TASK PROMPT
Sum up the letter below in three sentences.

What makes this ‘Another Europe is Possible’ a possibility under the current political conditions? Some of us have argued for the latent reality of a European Democratic Revolution. The Scottish independence referendum and the Catalan independence struggle have already shown this. The vote of the Greek people to defy the EU bureaucracy was another indication of this. It is to the credit of RIC, in the context of its own contribution to the democratic revolution, that we recognised this. With the support of the STUC, we organised the biggest demo in the UK in solidarity with the Greek people.
The EU bureaucracy’s hostility towards these challenges shows that they too were aware of this possibility. Unfortunately the myopic ‘Brit Left’ can’t see this, but want to go back to either 1975 or 1945 on their British road to the past. The bureaucratic British Labour Party and the British revolutionary sects are caught in a time warp, reflected in their anti-democratic behaviour and organisational practice. In relation to these, Jeremy Corbyn must surely be having his eyes opened, but his loyalty to the UK state will likely prevent him drawing the necessary political conclusions.
The Syriza leadership did not have the politics to address the situation in Greece, and it would have needed solidarity support on the scale of the 2003 anti-war protests to force the EU bureaucracy to back down. I would argue that the Podemos leadership is even less prepared, when it sees the way forward as forming a coalition government with the Spanish Socialist Party. The best that can be said about current conditions of political stalemate in Spain is that the ruling class there is being thwarted for now. This is similar to the situation in the UK now opened up by the majority Remain votes in Scotland and Northern Ireland in particular – but maybe we are also witnessing the People’s Republic of London challenging the City of London’s unionist and imperial empire!
It is the latent reality of a European Democratic Revolution which makes any Brexit so reactionary. It is as if, whilst workers prepare themselves for a major struggle against their bosses, you decide not to join that struggle, but take your lead from those who say, “Hey no, some sub-managers have offered us a way out by giving us employment in a new local arms-length management unit. Let’s follow them”!
Another possible Europe is already latently present in all those migrant communities across the EU, in constant communication with their original homelands. They should be very much a focus for the Left’s attentions in the current situation.
It’s time for you Lexiters to realise you made a major mistake. We can oppose the EU, but only by fighting for another possible Europe alongside all those migrant workers who have contributed so much. They already represent the seeds of that new united Europe living in our midst.
Yours in struggle,
Allan Armstrong, 3.7.16
- Lexit is an alliance of the Communist Party of Britain, Socialist Workers Party, Socialist Labour Party, Counterfire, the Indian Workers Association (GB), Bangladeshi Council of Britain and Scottish Left Leave – the Red Paper Collective, SWP, Elaine Smith, Labour MP and Jim Sillars (SNP).
_________
also see:-
and
http://republicancommunist.org/blog/2016/04/june-24th-black-friday-or-red-friday
Of course Allan opposes the struggle in the labour party to defend Corbyn. Yet this is the most important political struggle that faces us at the present time. The referendum result represents a big step to the right in british society.

STORED ROWS
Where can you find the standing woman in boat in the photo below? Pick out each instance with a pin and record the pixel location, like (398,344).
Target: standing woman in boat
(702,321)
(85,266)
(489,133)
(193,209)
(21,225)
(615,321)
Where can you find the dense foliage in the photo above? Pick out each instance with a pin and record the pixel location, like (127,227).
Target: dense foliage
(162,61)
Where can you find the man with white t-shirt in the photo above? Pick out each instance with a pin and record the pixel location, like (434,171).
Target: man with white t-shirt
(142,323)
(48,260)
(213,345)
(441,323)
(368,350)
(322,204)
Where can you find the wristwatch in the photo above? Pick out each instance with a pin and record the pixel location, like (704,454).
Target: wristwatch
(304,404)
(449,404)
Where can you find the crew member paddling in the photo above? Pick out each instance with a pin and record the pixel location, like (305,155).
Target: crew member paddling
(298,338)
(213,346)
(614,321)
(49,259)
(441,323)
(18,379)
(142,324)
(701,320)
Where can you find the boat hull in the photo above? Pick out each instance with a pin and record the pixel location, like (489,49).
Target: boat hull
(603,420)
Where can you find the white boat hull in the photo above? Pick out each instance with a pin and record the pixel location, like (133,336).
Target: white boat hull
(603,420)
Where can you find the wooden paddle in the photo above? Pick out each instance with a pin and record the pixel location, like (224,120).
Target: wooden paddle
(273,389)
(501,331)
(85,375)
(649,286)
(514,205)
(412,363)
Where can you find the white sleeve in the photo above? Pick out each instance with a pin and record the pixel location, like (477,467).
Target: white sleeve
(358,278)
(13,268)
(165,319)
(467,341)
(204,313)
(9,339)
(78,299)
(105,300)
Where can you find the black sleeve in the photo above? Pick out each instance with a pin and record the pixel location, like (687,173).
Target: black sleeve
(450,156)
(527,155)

---

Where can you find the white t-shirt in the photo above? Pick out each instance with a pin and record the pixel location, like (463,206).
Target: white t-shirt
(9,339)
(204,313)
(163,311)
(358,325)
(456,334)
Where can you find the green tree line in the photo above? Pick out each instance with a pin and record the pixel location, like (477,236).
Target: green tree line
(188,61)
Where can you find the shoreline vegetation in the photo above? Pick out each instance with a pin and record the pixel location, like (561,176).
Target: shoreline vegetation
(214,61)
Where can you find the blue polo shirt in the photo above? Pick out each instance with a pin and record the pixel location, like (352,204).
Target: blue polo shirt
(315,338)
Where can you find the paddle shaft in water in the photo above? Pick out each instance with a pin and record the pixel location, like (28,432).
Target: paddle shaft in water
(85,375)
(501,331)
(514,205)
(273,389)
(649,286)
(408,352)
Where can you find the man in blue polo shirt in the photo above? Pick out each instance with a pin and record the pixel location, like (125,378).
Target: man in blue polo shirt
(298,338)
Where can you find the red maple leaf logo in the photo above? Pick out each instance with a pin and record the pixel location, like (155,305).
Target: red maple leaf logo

...

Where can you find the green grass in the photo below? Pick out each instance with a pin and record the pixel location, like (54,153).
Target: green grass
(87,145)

CORRECT RESPONSE
The writer argues that a European Democratic Revolution is a latent reality, as shown by the Scottish independence referendum, the Catalan independence struggle, and the Greek vote to defy the EU bureaucracy. This latent reality, the writer says, is what makes any Brexit so reactionary, yet the myopic "Brit Left" can't see it and wants to go back to 1975 or 1945. The writer tells Lexiters they made a major mistake and insists the EU can be opposed only by fighting for another possible Europe alongside migrant workers, who already represent the seeds of a new united Europe.